You Can Be As Sweet As Honey, But The Bees Still Might Swarm

The following is a regular column that addresses basic issues facing the ever-inquisitive back- and front-yard toiler, proffered by Brian Cruey, who as General Manager of Naumkeag for the Trustees of Reservations, knows about beautiful gardens.

Last week during on of my evening garden walks, I noticed something funny on a limb in one of the trees near my barn – a large dark mass.  As I got closer to inspect, I started to panic as the realization of what was happening started to dawn on me.  My bees had swarmed. 

Now, this is my third year as a beekeeper and so far I am not doing so well.  My first year, my hive didn’t survive the winter.  My second year, I was taunted, stalked and ultimately humiliated by a black bear that destroyed my hive. I’ll admit, I almost didn’t even try again this year, but being one who can’t easily admit defeat I decided to give it another go.

Things had been going great.  I moved my hive from last year’s spot and put it down by the barn where I secured it inside electric fencing.  I knew the bears were back in town because I’d seen them on the road a few times, but so far they had left me alone and I was feeling pretty optimistic. My bees were going gangbusters and I had just put on my first honey super (a box that goes on top of the bigger brood boxes to collect the honey) thinking this was the year I would finally get a harvest. Discovering that my bees had swarmed was a real blow. 

Bees swarm for a number of reasons but usually it’s usually because there’s not enough room for the hive to expand, the hive is overheating because there are too many bees or poor ventilation, the queen is getting old or a combination of those things. Before a hive swarms, the queen will lay a new queen in special queen cells that the hive has created in preparation for the swarm. Once those have been laid and a nice day comes along, tens of thousands of bees (up to 60 percent of the hive) take to the air. Because the queen is not used to flying, she is weak and can’t go far, usually landing in a tree branch very close to the hive. The rest of the hive will gather around her forming a clump while special “scout” bees go out looking for a suitable new home.

· · · · · · ·

**WHAT THE TASK REQUIRES**. What does the beekeeping column say a honey super is? Rely only on the beekeeping column for this.

**DATA**.
· · · · · · ·

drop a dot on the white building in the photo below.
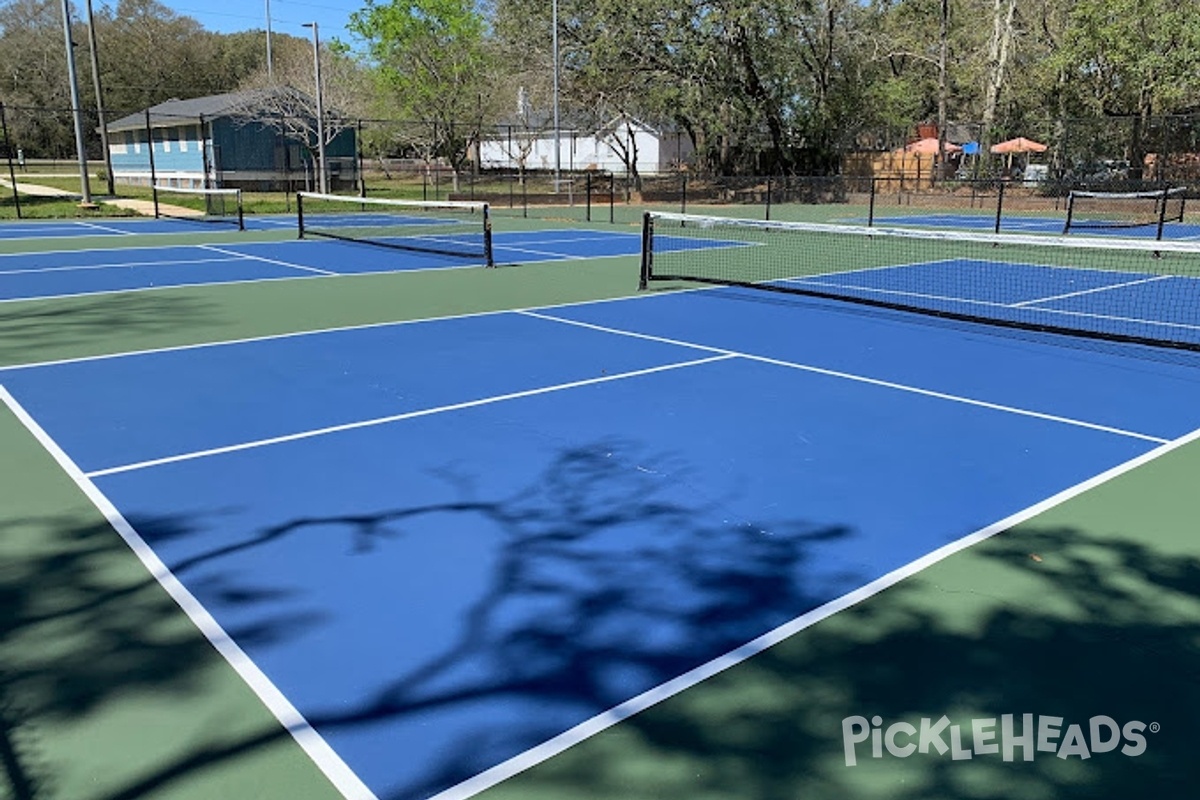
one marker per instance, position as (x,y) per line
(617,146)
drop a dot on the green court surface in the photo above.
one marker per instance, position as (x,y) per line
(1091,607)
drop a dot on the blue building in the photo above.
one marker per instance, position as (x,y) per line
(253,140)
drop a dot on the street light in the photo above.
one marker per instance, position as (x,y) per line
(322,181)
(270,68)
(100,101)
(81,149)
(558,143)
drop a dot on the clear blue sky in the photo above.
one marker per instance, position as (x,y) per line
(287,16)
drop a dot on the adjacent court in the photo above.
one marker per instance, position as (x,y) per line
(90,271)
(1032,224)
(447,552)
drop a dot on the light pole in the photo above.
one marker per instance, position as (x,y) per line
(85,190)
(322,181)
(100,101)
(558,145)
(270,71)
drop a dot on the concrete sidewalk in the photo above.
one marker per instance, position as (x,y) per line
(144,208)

· · · · · · ·

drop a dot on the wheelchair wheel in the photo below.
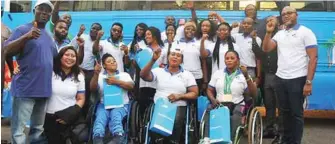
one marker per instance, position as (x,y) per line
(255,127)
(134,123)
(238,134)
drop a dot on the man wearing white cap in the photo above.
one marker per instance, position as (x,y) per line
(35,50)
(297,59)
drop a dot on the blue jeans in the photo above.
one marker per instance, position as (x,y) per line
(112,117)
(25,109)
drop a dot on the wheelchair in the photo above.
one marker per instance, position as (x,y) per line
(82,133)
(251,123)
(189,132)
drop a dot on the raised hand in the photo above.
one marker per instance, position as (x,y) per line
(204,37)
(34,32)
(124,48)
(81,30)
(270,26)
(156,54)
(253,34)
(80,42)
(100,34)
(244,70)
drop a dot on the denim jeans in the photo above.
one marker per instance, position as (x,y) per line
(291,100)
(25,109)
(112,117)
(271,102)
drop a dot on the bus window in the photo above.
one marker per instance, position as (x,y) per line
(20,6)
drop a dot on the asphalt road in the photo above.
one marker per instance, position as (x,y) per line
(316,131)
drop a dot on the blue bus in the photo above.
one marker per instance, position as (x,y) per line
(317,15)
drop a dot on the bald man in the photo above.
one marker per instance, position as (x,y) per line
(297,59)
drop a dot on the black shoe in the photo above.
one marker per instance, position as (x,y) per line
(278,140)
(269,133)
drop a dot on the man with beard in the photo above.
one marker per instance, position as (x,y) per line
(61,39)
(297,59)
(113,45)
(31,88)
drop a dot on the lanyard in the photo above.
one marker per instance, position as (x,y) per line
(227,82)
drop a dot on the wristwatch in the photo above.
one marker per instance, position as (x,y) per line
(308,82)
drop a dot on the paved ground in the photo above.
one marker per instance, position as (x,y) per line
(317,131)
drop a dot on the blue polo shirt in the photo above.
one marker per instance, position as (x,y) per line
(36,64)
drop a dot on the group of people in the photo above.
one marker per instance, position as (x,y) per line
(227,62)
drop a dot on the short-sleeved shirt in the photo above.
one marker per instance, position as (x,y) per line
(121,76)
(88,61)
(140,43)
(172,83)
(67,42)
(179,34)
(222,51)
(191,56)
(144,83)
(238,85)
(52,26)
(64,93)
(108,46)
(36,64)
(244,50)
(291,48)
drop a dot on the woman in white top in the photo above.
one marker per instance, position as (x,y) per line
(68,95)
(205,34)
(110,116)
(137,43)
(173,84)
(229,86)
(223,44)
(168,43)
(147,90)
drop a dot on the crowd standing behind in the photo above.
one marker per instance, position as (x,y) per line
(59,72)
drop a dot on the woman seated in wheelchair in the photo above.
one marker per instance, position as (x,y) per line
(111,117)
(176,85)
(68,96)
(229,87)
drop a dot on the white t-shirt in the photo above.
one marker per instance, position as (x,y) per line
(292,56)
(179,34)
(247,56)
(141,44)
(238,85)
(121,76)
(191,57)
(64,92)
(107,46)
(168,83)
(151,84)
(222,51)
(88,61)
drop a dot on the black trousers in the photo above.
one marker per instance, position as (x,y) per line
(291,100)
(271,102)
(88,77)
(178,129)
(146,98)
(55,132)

· · · · · · ·

**TASK OUTPUT**. A honey super is a box that goes on top of the bigger brood boxes to collect the honey.